§ **Your instructions**
Return every entry exactly as written.

□ □ □ □

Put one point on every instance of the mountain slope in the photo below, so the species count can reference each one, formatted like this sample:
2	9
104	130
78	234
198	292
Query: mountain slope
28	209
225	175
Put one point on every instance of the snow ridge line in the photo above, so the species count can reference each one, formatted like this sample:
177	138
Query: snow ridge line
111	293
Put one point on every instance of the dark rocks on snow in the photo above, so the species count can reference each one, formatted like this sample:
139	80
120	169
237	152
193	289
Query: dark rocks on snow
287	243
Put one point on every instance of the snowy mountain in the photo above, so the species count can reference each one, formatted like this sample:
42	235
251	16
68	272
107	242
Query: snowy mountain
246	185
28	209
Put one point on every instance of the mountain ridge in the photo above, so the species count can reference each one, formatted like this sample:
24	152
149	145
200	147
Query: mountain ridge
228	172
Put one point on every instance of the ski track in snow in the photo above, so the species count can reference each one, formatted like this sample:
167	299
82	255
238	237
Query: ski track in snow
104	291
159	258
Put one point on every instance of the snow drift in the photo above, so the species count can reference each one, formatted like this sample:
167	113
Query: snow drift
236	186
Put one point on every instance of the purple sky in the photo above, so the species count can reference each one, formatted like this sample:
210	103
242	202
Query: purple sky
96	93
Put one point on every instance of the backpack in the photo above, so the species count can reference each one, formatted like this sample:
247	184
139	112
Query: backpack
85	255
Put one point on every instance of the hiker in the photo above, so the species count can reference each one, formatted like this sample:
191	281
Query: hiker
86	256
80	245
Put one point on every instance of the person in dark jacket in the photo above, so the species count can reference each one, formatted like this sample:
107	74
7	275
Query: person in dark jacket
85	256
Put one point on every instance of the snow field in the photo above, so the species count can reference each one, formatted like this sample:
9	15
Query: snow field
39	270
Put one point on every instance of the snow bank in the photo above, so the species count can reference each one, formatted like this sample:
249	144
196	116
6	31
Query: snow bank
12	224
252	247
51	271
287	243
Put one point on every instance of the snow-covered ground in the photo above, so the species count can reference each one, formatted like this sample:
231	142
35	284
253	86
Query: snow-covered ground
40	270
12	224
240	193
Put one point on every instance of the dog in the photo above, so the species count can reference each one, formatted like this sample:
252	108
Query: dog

□ □ □ □

§ **Reply to the exercise**
Put one point on every instance of the mountain slope in the photo below, so the species count can reference each one, formatted like this sample:
2	9
104	130
78	234
198	292
Query: mountain slope
28	209
225	175
Put one point on every instance of the snow ridge line in the photo above, so the species count can reference each one, formatted like this sample:
177	138
Query: snow ridge line
111	293
Put one point on every instance of the dark rocks on snow in the photo above, so the species count can reference each one, formatted like this sample:
139	80
120	169
237	152
193	289
Query: dark rocks on snow
287	243
Put one point on every instance of the snowy mountain in the photo above, so the species count can reference each one, formatted like this sample:
42	235
251	16
68	272
107	242
Query: snowy mountain
246	185
28	209
Put one point on every instance of the mountain ridge in the photo above, so the species count can reference each one, formatted like this sample:
24	152
149	145
200	147
Query: mountain ridge
228	172
Put one point on every instance of the ski track in snow in the photo above, so the species count can reference each one, formatted like this sample:
167	299
82	255
238	237
Query: ski track in snow
104	291
159	258
Put one point on every instance of the snow drift in the photo above, so the species count can reference each one, formatted like this sample:
167	113
Query: snow drift
236	186
Put one point on every instance of the purple sky in the photo above, so the species count can reference each one, formatted like this sample:
210	103
242	202
Query: purple sky
96	93
Put one point on every instance of the backpack in the photo above, so the species count can reference each one, formatted like this sample:
247	184
139	112
Query: backpack
85	255
Put one point on every instance of the hiker in the photo above, so the species count can reference each one, formatted like this sample:
191	281
Query: hiker
86	256
80	245
Put one point on every instance of the person in dark jacket in the photo above, so the species count can reference each one, formatted like this sample:
107	74
7	275
Query: person in dark jacket
85	256
Put one point on every instance of the snow field in the photo above, so the species count can reference each one, formatted like this sample:
9	15
Query: snow field
39	270
Put one point on every instance of the snow bank in the photo above, so the species count can reference each one, formatted like this sample:
249	144
196	116
6	31
Query: snow bank
12	224
252	247
51	271
287	243
Put one point on every instance of the snow-covered ground in the photo above, so the species count can reference each one, formatted like this sample:
231	142
35	284
253	86
Query: snow-covered ground
40	270
12	224
240	193
Put one point on every instance of the dog in the photo above, so the species count can reference each one, formatted like this sample:
252	108
Query: dog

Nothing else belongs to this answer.